(Point localization data)
···

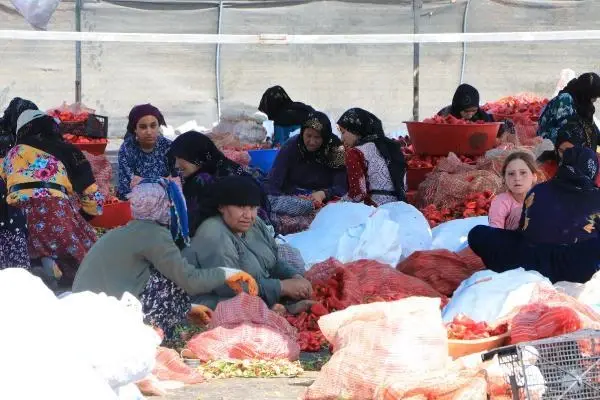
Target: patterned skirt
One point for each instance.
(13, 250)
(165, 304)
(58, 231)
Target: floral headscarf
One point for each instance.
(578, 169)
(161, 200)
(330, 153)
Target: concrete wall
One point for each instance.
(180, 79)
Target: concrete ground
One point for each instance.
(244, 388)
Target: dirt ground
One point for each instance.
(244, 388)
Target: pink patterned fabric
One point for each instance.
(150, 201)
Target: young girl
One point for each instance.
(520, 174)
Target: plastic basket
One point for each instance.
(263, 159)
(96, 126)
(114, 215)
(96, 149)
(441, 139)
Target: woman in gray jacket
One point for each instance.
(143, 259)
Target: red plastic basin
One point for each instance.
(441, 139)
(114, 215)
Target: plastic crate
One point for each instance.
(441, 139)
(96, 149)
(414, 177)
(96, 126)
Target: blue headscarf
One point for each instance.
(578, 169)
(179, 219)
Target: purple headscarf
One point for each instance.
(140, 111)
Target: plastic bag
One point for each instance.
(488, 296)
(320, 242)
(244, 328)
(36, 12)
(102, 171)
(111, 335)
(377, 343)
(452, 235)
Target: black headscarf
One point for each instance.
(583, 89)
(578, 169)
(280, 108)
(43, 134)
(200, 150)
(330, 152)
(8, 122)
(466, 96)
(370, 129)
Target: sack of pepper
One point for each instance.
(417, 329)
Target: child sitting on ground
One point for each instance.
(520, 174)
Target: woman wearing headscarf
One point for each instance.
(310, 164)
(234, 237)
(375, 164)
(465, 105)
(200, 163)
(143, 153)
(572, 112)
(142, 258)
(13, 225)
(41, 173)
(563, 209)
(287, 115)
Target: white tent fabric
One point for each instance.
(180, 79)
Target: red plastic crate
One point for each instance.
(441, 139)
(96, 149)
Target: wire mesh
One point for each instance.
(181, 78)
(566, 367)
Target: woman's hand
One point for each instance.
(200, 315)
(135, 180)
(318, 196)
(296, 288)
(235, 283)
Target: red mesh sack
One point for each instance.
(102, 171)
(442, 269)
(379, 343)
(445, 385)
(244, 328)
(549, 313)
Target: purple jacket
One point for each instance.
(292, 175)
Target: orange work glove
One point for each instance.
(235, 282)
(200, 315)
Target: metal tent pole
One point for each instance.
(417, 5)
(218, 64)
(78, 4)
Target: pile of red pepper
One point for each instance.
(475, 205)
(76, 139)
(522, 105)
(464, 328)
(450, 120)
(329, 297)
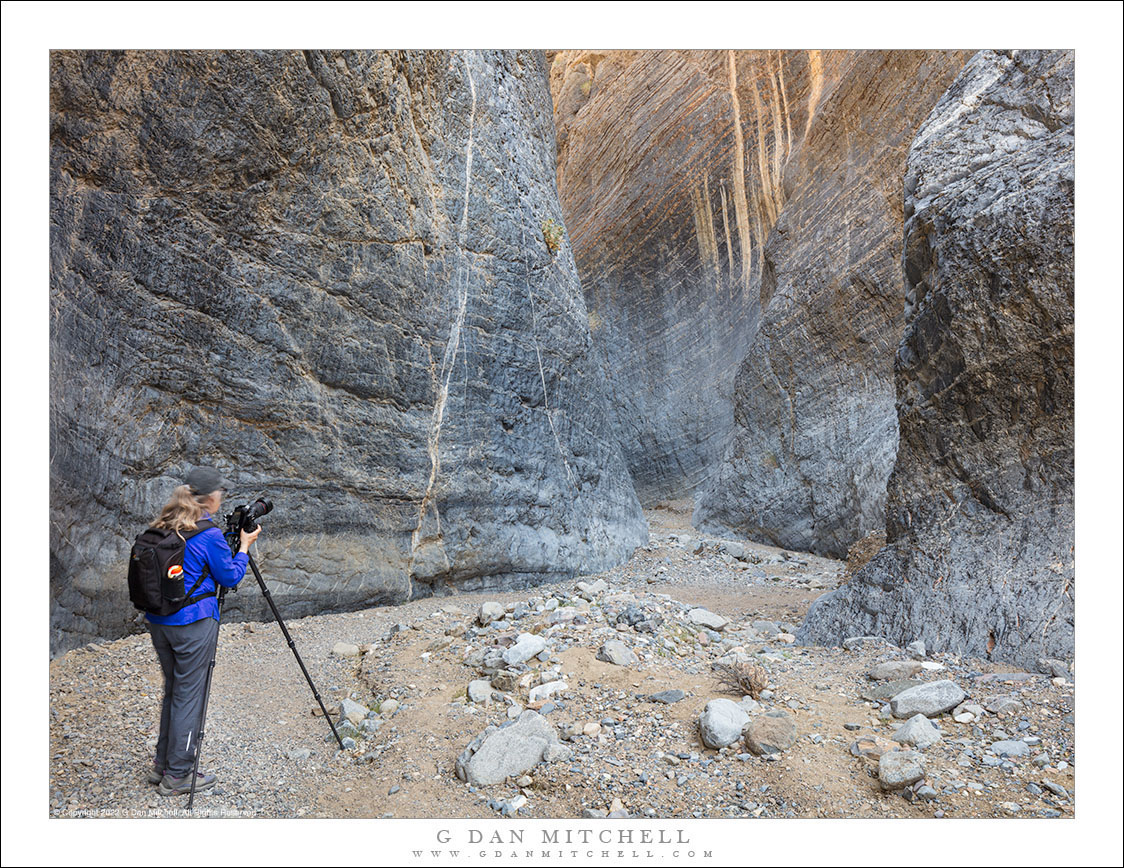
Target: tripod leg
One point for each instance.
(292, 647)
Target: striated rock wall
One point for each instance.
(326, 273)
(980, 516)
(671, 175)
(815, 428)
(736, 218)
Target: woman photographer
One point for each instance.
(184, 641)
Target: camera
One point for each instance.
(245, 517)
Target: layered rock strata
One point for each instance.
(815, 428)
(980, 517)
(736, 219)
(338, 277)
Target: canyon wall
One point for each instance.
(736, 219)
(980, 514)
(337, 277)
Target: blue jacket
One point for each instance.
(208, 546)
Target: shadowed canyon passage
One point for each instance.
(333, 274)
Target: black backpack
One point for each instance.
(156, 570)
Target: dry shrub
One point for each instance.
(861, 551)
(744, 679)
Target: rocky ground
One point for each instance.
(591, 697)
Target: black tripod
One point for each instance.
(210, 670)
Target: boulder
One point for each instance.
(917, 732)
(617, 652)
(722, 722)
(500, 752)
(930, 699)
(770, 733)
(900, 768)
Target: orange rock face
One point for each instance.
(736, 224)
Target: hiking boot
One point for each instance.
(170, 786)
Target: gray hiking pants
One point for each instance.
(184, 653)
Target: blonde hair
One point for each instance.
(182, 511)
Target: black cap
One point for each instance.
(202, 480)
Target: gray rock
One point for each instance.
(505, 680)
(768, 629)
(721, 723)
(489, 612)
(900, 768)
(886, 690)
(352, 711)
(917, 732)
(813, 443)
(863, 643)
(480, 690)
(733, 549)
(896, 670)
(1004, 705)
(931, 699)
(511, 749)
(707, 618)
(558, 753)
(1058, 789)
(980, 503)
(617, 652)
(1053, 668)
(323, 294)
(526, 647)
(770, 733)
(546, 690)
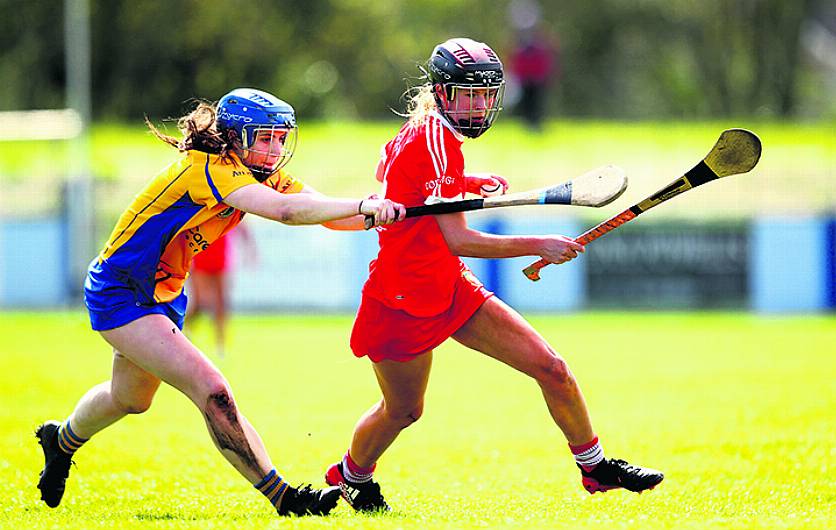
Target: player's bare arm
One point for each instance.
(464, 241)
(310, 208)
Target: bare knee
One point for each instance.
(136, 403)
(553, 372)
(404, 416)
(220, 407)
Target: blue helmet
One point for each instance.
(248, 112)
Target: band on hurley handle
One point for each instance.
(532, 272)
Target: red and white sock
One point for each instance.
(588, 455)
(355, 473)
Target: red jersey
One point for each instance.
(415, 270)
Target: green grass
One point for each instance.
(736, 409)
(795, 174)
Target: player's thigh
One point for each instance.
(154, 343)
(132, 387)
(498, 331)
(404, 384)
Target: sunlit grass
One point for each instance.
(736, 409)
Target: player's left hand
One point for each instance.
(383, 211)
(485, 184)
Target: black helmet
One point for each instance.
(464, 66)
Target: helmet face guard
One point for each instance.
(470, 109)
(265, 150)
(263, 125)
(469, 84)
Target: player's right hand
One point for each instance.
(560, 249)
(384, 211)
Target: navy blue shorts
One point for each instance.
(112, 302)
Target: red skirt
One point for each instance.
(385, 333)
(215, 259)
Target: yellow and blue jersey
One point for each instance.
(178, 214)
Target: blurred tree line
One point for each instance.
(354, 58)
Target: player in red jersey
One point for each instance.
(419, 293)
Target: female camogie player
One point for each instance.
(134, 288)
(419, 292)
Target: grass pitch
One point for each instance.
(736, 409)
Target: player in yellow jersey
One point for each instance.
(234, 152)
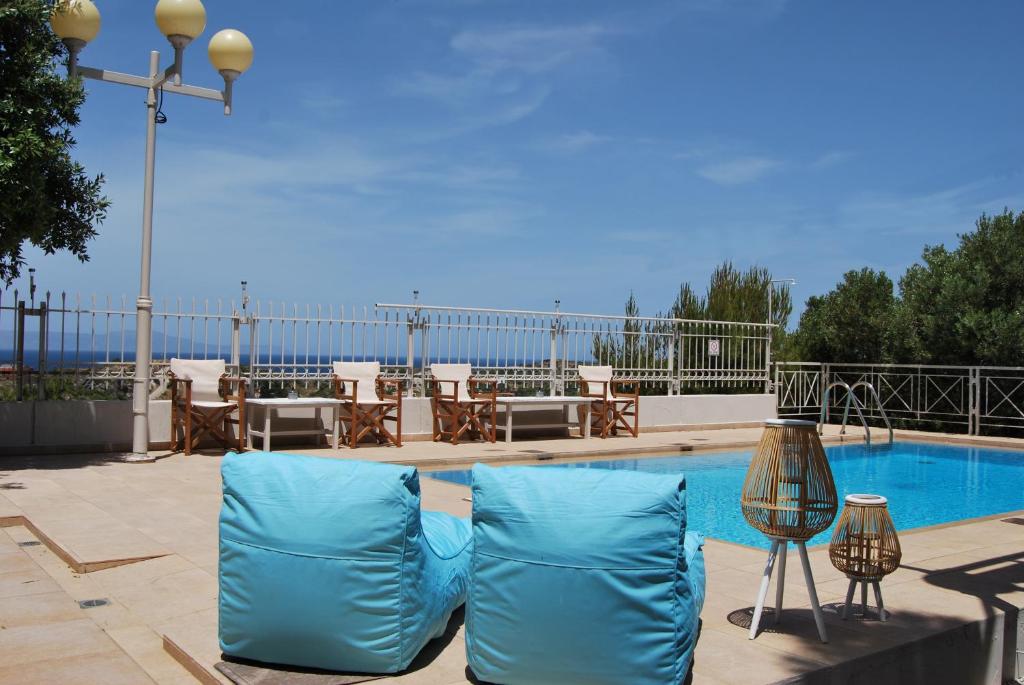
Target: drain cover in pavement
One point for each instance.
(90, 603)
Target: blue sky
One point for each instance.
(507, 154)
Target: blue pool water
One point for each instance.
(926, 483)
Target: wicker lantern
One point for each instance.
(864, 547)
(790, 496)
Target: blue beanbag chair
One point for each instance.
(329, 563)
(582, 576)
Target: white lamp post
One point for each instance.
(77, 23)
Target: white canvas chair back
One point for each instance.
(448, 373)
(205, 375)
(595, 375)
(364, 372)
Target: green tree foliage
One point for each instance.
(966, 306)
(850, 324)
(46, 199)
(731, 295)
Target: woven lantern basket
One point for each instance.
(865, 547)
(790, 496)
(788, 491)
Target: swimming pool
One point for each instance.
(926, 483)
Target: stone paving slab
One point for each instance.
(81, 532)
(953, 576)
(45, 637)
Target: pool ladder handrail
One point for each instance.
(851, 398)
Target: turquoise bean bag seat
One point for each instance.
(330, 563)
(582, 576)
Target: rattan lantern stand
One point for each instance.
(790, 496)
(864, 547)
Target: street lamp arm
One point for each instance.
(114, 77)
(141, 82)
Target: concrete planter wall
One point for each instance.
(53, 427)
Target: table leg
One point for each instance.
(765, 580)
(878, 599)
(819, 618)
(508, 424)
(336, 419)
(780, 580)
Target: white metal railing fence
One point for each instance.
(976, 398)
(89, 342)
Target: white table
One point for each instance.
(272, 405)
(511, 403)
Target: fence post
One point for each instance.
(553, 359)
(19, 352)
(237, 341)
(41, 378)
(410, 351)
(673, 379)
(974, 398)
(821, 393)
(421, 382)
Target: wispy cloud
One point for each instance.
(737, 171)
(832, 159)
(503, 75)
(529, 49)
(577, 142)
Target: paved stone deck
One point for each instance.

···

→ WHAT NEEDS TO BE DONE
Repeat the records above exactly, omitting every picture.

→ SOLVED PROBLEM
Target: patterned skirt
One point for each instance.
(13, 250)
(165, 304)
(58, 231)
Target: floral headscarf
One point for each instance.
(578, 169)
(161, 200)
(330, 153)
Target: concrete wall
One point for each instance.
(180, 79)
Target: concrete ground
One point for each instance.
(244, 388)
Target: dirt ground
One point for each instance.
(244, 388)
Target: pink patterned fabric
One point for each instance.
(150, 201)
Target: young girl
One point for each instance.
(520, 174)
Target: plastic basket
One point for each instance.
(263, 159)
(96, 126)
(114, 215)
(96, 149)
(441, 139)
Target: woman in gray jacket
One point for each instance.
(143, 259)
Target: red plastic basin
One point for each instance.
(441, 139)
(114, 215)
Target: plastic crate
One point for each instance.
(441, 139)
(96, 149)
(414, 177)
(96, 126)
Target: blue headscarf
One point for each instance.
(578, 169)
(179, 219)
Target: purple headscarf
One point for each instance.
(140, 111)
Target: plastic bag
One point for each instance.
(488, 296)
(320, 242)
(244, 328)
(36, 12)
(102, 171)
(111, 335)
(377, 343)
(452, 235)
Target: black headscarf
One point for each instance.
(583, 89)
(578, 169)
(280, 108)
(43, 134)
(200, 150)
(330, 152)
(8, 122)
(466, 96)
(370, 129)
Target: sack of pepper
One point for each instance.
(417, 329)
Target: child sitting on ground
One point for each instance.
(520, 174)
Target: woman wearing headscarf
One point for each instance.
(310, 164)
(234, 237)
(375, 164)
(465, 105)
(200, 163)
(143, 153)
(572, 112)
(142, 258)
(13, 225)
(41, 173)
(563, 209)
(287, 115)
Target: white tent fabric
One point for each instance.
(180, 79)
Target: red plastic crate
One point for each instance.
(441, 139)
(96, 149)
Target: wire mesh
One point for each instance.
(181, 78)
(566, 367)
Target: woman's hand
One point for each instance.
(200, 315)
(135, 180)
(318, 196)
(296, 288)
(235, 283)
Target: red mesh sack
One point for each instance.
(102, 171)
(442, 269)
(379, 343)
(445, 385)
(244, 328)
(549, 313)
Target: purple jacket
One point for each instance.
(292, 175)
Target: orange work glove
One point for each instance.
(235, 282)
(200, 315)
Target: metal tent pole
One point for each instance.
(417, 5)
(218, 64)
(78, 4)
Target: pile of red pepper
One point for each instance.
(475, 205)
(76, 139)
(522, 105)
(464, 328)
(450, 120)
(329, 297)
Target: tripod leg
One point for each instance.
(292, 647)
Target: striated rock wall
One point for each instance.
(326, 273)
(980, 516)
(671, 175)
(815, 428)
(736, 218)
Target: woman photographer
One point for each instance.
(184, 641)
Target: camera
One point for each instance.
(245, 517)
Target: layered rock strata
One point for each instance.
(815, 428)
(980, 517)
(736, 219)
(338, 277)
Target: canyon wall
One point for each instance.
(736, 219)
(980, 514)
(337, 277)
Target: blue jacket
One point for each instance.
(208, 546)
Target: shadowed canyon passage
One point for each instance.
(333, 274)
Target: black backpack
One point for each instance.
(156, 570)
Target: dry shrub
One point for each instance.
(861, 551)
(744, 679)
Target: rocky ground
One point for each instance.
(591, 697)
Target: black tripod
One point for each instance.
(210, 670)
Target: boulder
One point for each instance.
(917, 732)
(617, 652)
(722, 722)
(500, 752)
(930, 699)
(770, 733)
(900, 768)
Target: orange rock face
One point for each instance.
(736, 224)
Target: hiking boot
One point for each instance.
(170, 786)
Target: gray hiking pants
One point for each instance.
(184, 653)
Target: blonde hair
One point for each instance.
(182, 511)
Target: black cap
One point for each instance.
(202, 480)
Target: gray rock
One point for each instance.
(505, 680)
(768, 629)
(721, 723)
(489, 612)
(900, 768)
(886, 690)
(352, 711)
(917, 732)
(813, 443)
(863, 643)
(480, 690)
(733, 549)
(896, 670)
(1004, 705)
(931, 699)
(511, 749)
(707, 618)
(558, 753)
(1058, 789)
(980, 503)
(617, 652)
(1053, 668)
(323, 294)
(526, 647)
(770, 733)
(546, 690)
Target: player's bare arm
One point for each instance.
(464, 241)
(310, 208)
Target: bare knee
One point for each instance.
(136, 403)
(553, 372)
(404, 416)
(220, 407)
Target: blue helmet
One point for each instance.
(248, 112)
Target: band on hurley handle
One point for each instance.
(532, 272)
Target: red and white sock
One point for each instance.
(588, 455)
(355, 473)
Target: red jersey
One point for each instance.
(415, 270)
Target: green grass
One point for each instance.
(736, 409)
(795, 174)
Target: player's thigh
One point for each instance.
(154, 343)
(132, 387)
(498, 331)
(404, 384)
Target: sunlit grass
One point for each instance.
(736, 409)
Target: player's left hand
One point for each instance.
(383, 211)
(485, 184)
Target: black helmet
One point for each instance.
(464, 66)
Target: helmet face guard
One point for each instance.
(470, 109)
(265, 150)
(263, 125)
(469, 84)
Target: player's right hand
One point for each instance.
(560, 249)
(384, 211)
Target: navy blue shorts
One point for each instance.
(112, 302)
Target: red skirt
One point for each instance.
(385, 333)
(215, 259)
Target: yellow and blue jersey
One point for each instance.
(178, 214)
Target: blurred tree line
One point for each instance.
(354, 58)
Target: player in red jersey
One point for each instance.
(419, 293)
Target: female camogie player
One point for each instance.
(134, 288)
(419, 292)
Target: grass pitch
One point for each instance.
(736, 409)
Target: player in yellow jersey
One point for each instance.
(234, 152)
Target: drain cover in pavement
One point for each instance.
(90, 603)
Target: blue sky
One point for each instance.
(507, 154)
Target: blue pool water
One point for each instance.
(926, 483)
Target: wicker lantern
One point for each instance.
(864, 547)
(790, 496)
Target: blue beanbag chair
One point for each instance.
(329, 563)
(582, 576)
Target: white lamp post
One point for each instance.
(77, 23)
Target: white canvas chair back
One point for each instance.
(448, 373)
(205, 375)
(595, 375)
(364, 372)
Target: green tree foliage
One point for each instance.
(966, 306)
(850, 324)
(46, 199)
(731, 295)
Target: woven lantern basket
One point for each instance.
(865, 547)
(790, 496)
(788, 491)
Target: swimming pool
One point for each instance.
(926, 483)
Target: stone paving slab
One point for each instance.
(81, 532)
(953, 576)
(45, 637)
Target: pool ladder handrail
One point for each instance.
(851, 398)
Target: turquoise bean bag seat
One point for each instance.
(330, 563)
(582, 576)
Target: rattan lantern stand
One point for each instance.
(790, 496)
(864, 547)
Target: street lamp arm
One point for each instance.
(114, 77)
(141, 82)
Target: concrete planter wall
One point for each instance.
(53, 427)
Target: table leg
One point for each instance.
(765, 580)
(878, 599)
(819, 618)
(508, 424)
(336, 419)
(780, 580)
Target: white metal railing fence
One point for each instance.
(976, 398)
(89, 342)
Target: white table
One point for each instance.
(272, 405)
(511, 403)
Target: fence post
One point for each instance.
(553, 359)
(19, 352)
(237, 341)
(41, 378)
(410, 351)
(673, 379)
(974, 398)
(821, 393)
(421, 382)
Target: wispy cloud
One point for each instance.
(737, 171)
(832, 159)
(503, 75)
(529, 49)
(577, 142)
Target: paved stone deck
One point for each instance.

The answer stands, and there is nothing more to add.